▶ **Source records**:
┏━━

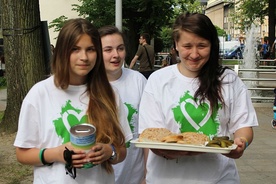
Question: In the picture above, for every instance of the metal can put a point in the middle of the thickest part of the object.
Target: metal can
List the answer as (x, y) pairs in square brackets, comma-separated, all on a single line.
[(83, 136)]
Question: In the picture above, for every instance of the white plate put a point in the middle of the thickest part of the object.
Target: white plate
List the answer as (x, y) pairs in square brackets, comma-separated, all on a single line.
[(182, 147)]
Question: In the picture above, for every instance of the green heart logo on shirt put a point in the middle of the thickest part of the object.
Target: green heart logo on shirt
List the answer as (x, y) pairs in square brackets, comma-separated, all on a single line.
[(193, 117), (202, 115), (70, 116)]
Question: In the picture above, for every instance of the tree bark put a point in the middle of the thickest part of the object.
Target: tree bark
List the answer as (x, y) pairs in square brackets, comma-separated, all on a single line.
[(24, 55)]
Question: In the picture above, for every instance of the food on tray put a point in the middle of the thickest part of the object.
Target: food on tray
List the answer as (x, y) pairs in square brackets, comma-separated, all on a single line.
[(194, 138), (154, 134), (165, 135), (220, 142)]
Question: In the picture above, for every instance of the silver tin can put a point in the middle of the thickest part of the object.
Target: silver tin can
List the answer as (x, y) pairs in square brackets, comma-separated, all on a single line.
[(83, 136)]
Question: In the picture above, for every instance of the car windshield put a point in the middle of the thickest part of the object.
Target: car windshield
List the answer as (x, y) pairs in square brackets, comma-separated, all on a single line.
[(233, 48)]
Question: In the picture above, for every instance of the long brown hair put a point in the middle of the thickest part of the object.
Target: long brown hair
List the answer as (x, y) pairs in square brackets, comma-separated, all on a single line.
[(209, 75), (102, 108)]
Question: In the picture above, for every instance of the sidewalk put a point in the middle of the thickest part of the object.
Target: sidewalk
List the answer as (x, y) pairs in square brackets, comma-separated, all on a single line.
[(258, 164), (3, 99)]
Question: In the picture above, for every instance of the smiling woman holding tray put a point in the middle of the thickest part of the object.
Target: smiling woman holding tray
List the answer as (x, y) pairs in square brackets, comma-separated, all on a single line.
[(196, 95)]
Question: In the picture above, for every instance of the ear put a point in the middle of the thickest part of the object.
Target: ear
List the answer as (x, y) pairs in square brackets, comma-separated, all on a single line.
[(176, 45)]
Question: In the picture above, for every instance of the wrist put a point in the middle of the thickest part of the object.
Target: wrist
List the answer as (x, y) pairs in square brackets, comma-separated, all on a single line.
[(244, 140), (113, 153), (42, 157)]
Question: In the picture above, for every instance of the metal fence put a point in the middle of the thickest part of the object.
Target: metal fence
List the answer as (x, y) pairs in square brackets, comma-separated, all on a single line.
[(265, 80)]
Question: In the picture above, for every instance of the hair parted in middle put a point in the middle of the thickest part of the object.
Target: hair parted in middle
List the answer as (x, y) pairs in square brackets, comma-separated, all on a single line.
[(209, 76), (102, 108)]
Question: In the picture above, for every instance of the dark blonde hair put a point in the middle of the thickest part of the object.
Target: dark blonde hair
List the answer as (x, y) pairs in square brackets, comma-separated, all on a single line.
[(102, 108), (209, 76)]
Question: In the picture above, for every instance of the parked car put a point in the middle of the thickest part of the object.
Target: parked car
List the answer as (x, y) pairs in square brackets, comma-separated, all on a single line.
[(235, 53)]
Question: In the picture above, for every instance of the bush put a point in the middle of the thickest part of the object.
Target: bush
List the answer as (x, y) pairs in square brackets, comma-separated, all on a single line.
[(3, 82)]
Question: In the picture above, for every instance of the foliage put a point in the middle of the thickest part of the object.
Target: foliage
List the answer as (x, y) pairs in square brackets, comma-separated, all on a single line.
[(57, 23), (3, 82), (250, 11)]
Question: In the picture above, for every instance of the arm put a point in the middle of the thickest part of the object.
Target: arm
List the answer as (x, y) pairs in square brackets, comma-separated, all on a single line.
[(242, 138), (102, 152), (133, 61), (31, 156), (272, 47)]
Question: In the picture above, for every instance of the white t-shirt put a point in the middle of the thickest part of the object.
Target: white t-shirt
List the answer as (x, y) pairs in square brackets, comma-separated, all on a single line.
[(168, 102), (47, 113), (130, 86)]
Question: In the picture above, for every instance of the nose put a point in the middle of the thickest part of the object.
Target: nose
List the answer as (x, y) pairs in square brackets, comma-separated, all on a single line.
[(83, 55), (115, 53), (194, 53)]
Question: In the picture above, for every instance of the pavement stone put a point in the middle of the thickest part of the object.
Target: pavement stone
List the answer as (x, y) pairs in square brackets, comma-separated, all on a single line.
[(258, 164)]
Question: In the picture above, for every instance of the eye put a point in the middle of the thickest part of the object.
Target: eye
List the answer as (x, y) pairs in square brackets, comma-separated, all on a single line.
[(74, 49), (91, 49), (121, 48)]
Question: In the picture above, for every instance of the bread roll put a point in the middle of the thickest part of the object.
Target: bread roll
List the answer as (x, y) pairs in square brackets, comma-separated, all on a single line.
[(154, 134)]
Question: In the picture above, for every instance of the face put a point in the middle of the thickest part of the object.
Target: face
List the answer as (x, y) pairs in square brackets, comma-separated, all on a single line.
[(82, 60), (114, 54), (141, 40), (194, 52)]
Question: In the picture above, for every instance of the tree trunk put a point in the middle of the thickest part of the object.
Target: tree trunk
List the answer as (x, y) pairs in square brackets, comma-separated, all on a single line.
[(24, 55)]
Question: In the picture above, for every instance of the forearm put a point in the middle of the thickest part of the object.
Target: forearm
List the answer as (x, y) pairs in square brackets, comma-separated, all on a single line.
[(120, 156), (32, 156), (245, 134)]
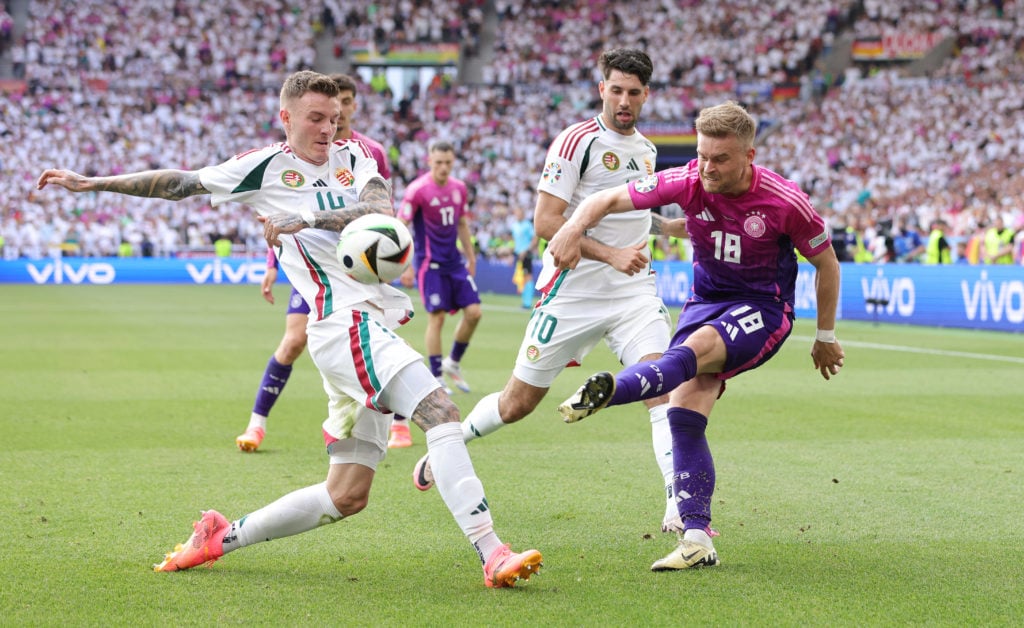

┗━━

▶ **Requirement**:
Repeat every line of the records, requests included, from the line with "Question: In the picture above, for every instance of the wrist" to the line with "[(265, 80)]", both ends included. Add 38 to each coordinate number in the answers.

▶ **Answer to this exercise**:
Question: In the picture above, for every instance of the wrist put a point in the middle of the thickest part of the object.
Target: wrist
List the answer as (x, y) pairs in square brackets, comma-separated, all on a single line.
[(282, 178), (151, 191), (80, 195)]
Question: In the picture above, for every instance of the metal fence put a point in the middle of the thickest part of the object.
Target: metal fence
List the answer as (x, y) pairs in square brackets, comma-separated, all on a single line.
[(303, 118)]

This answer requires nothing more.